**Task details:** Carry the passage on Capote's In Cold Blood and its place between novel and nonfiction forward from its final sentence.

**Document excerpt:**
However, there are arguments to be made that the book does certainly stretch the boundaries of existing fiction – and existing journalism – to the point where one could assert a new form. Traditional journalism of the day certainly did not go to the depths of character analysis that Capote uses in his description of Richard Hickock in In Cold Blood. The way that Capote renders Hickock is far more three-dimensional than what one would normally find in a psychiatric report. Frequently, psychiatrists will attempt to distill the symptoms that they see in sessions into an easily categorized disorder. It is easier to treat patients this way – and it is easier to garner kudos for one’s own therapeutic reputation, as well. The aims of these sorts of reports are often to tie up loose ends, to classify, to organize. Because Capote’s aim was different – to describe – his work is also significantly different. Capote hews to the form of medical authority in describing Hickock, but he does so in such a way as to build a fascinating case study that simply portrays without pigeonholing (Koski 294). Indeed, in this work, he has “blurred the line between truth and untruth” (Jensen). However, by blurring this line, he loses the ability to say that his work is completely accurate. Such embellishments range from “allegedly misquoting people to making composite characters to ending the book with a scene that never happened” (Jensen). These alterations in the actual personalities and motivations of characters actually did some damage, emotionally scarring relatives of the sister of the victim, Bonnie Fox (Lee). The detective whom many credit for coming up with the solution, Rich Rohleder, is completely forgotten by Capote’s book (Smith). Even if one is unswayed by Schechter’s argument, feeling that the eye of the critic is unnecessarily snooty, the notion that Capote’s book may well be a novel, but is not purely nonfiction, slides this book back into the novel genre.

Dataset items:
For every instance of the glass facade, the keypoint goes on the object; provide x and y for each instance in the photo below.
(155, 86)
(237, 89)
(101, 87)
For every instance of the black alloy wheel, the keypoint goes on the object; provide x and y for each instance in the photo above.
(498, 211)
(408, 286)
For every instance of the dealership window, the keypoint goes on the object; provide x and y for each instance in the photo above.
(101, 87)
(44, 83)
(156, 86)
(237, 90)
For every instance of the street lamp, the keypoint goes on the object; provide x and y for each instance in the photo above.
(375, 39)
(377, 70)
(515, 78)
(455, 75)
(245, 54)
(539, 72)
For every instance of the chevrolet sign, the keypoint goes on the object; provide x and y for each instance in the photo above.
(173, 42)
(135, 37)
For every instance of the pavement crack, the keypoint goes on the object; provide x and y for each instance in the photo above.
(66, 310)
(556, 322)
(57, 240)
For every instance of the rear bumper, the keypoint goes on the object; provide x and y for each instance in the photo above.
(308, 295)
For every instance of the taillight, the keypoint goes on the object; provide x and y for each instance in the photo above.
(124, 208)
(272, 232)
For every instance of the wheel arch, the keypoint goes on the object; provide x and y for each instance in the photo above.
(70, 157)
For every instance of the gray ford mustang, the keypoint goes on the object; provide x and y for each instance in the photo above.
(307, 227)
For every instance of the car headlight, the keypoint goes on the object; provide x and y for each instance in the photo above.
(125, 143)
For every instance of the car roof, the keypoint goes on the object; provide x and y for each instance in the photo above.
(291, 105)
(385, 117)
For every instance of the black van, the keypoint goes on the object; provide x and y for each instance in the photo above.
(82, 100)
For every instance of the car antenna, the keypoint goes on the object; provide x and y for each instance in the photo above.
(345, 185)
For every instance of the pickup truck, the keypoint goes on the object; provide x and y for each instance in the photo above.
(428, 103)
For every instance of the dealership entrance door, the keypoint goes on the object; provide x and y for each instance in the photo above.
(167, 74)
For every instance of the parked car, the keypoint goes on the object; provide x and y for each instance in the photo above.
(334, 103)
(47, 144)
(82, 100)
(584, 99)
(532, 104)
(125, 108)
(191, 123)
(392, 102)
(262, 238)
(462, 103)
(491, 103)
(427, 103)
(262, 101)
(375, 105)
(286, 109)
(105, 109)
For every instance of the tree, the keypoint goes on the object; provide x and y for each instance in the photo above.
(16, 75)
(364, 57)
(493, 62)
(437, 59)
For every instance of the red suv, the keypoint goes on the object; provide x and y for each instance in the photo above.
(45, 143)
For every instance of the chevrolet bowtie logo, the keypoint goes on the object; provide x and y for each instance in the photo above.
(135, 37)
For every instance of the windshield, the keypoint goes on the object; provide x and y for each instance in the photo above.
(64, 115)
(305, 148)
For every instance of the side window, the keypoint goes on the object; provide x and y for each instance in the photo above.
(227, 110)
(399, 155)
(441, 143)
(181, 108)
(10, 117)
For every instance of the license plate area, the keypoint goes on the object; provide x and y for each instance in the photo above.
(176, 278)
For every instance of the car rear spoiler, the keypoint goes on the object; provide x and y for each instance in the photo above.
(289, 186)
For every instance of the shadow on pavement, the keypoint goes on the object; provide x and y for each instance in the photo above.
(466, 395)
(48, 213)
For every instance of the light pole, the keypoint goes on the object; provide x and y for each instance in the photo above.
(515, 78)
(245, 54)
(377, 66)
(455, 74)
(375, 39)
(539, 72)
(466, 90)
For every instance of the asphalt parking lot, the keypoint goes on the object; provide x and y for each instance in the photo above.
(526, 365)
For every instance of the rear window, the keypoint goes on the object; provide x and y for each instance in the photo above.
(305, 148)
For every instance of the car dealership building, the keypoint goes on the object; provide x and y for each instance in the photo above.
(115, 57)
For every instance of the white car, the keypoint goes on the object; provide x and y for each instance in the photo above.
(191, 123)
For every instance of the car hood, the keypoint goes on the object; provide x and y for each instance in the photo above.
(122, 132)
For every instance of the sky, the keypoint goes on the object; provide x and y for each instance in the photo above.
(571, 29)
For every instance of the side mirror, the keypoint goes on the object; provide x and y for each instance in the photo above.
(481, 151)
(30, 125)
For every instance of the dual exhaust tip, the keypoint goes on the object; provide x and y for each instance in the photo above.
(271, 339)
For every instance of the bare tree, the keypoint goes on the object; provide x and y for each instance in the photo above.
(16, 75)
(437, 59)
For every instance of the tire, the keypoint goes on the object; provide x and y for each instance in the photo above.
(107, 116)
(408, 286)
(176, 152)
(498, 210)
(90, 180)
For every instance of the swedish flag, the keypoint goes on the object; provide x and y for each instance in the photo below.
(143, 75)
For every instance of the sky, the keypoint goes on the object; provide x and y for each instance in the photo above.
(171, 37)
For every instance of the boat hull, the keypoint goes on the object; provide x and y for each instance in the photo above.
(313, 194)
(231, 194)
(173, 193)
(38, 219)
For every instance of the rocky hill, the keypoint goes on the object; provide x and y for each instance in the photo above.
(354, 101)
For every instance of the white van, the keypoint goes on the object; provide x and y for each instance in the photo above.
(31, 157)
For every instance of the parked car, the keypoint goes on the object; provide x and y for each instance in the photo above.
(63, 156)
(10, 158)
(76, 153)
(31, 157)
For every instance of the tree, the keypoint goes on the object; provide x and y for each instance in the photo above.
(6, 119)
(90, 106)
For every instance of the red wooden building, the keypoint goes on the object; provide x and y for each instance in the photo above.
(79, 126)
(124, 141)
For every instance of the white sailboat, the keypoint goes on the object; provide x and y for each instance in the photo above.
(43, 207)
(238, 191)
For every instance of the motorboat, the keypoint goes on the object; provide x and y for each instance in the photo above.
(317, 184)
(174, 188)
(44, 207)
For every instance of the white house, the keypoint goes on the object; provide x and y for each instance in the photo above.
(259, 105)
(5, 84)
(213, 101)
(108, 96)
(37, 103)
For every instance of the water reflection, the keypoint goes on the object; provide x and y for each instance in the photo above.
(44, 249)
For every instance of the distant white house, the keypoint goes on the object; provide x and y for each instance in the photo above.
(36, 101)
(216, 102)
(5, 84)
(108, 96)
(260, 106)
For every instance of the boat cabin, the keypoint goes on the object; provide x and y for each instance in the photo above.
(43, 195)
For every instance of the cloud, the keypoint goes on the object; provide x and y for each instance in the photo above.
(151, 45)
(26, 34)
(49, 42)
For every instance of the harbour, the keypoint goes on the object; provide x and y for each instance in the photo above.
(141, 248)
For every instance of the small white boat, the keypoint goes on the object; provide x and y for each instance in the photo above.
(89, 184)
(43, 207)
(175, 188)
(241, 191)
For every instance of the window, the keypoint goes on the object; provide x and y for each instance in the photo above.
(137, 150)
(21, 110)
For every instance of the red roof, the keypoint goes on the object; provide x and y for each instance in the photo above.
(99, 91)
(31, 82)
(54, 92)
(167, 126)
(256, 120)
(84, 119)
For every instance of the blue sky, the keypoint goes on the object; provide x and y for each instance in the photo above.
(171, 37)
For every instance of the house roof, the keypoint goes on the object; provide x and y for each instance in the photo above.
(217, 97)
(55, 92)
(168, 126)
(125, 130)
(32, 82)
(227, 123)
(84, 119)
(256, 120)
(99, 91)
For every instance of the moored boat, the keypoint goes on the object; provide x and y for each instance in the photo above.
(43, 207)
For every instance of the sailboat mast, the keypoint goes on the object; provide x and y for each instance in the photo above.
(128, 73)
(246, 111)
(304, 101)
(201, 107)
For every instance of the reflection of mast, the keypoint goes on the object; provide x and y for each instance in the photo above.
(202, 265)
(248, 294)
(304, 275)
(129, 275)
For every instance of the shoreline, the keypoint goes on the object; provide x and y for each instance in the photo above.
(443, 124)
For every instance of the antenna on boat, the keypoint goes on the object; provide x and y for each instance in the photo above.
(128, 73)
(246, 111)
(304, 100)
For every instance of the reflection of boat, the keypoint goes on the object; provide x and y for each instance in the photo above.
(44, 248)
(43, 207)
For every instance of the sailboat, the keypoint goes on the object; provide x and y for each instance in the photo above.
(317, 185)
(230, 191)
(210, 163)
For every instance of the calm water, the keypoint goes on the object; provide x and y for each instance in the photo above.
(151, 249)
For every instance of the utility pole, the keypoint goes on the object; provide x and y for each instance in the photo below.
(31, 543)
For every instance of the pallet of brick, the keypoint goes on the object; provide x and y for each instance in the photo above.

**Response below:**
“There’s got to be something wrong with us. To do what we did” (Capote 12). This quotation from In Cold Blood describes the flaw in human nature that has informed every story since the serpent’s successful temptation of Adam and Eve. While Capote masterfully uses the techniques of fiction in describing a brutal crime, and while his work set the table for other masterworks of true crime, referring to this as a separate genre is excessive. What is not excessive is to praise his conversion of another newspaper story into a work that has made it into the annals of classic literature.
Works Cited
Barthes, Roland. Mythologies. New York: Farrar, Straus and Giroux, 1972.
Capote, Truman. In Cold Blood. New York: Vintage, c1994.
Jensen, Van. “Writing History: Capote’s Novel Has Lasting Effect on Journalism.” Journal-World
3 April 2005. http://www2.ljworld.com/news/2005/apr/03/writing_history_capotes/
Kelley, Rich. “The Library of America Interviews Harold Schechter About True Crime.”
http://www.loa.org/images/pdf/Schechter_on_True_Crime.pdf
Koski, Cherly. “The Non-Fiction Novel as Psychiatric Casebook: Truman Capote’s In Cold Blood.”
Journal of Technical Writing and Communicatio 29(3): 289-303. http://baywood.metapress.com/app/home/contribution.asp?referrer=parent&backto=issue,5,7;journal,52,165;linkingpublicationresults,1:300326,1
Lee, Melissa. “Brother, Friends, Object to Portrayal of Bonnie Clutter by Capote.” Journal World
4 April 2005. http://www2.ljworld.com/news/2005/apr/04/brother_friends_object/
Smith, Patrick. “Garden City Officer Forgotten in Capote’s Book.” Journal-World 5 April 2005.